# WHAT THE EXERCISE ASKS:
Every line containing the word "rooftop" is to be copied from the data below.
##### INFORMATION #####
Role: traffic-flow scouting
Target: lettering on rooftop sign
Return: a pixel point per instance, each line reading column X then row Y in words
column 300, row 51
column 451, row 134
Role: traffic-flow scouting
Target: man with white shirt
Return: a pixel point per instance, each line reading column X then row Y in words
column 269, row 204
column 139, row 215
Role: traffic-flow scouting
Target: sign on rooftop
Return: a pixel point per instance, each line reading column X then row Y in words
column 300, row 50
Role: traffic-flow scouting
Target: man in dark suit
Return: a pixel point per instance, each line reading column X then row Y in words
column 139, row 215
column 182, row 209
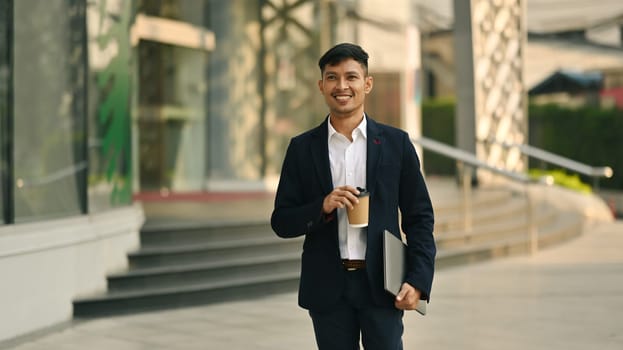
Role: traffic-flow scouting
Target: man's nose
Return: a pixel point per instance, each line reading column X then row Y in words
column 342, row 83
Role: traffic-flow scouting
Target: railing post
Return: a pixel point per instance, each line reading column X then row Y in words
column 466, row 182
column 532, row 229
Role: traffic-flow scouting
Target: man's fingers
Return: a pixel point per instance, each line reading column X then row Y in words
column 402, row 294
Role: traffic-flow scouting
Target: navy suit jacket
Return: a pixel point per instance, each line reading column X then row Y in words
column 394, row 181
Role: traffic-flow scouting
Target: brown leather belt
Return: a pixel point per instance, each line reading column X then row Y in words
column 352, row 265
#####
# SOLUTION FOR THIS TASK:
Target: lettering on rooftop sign
Target: sign on rooftop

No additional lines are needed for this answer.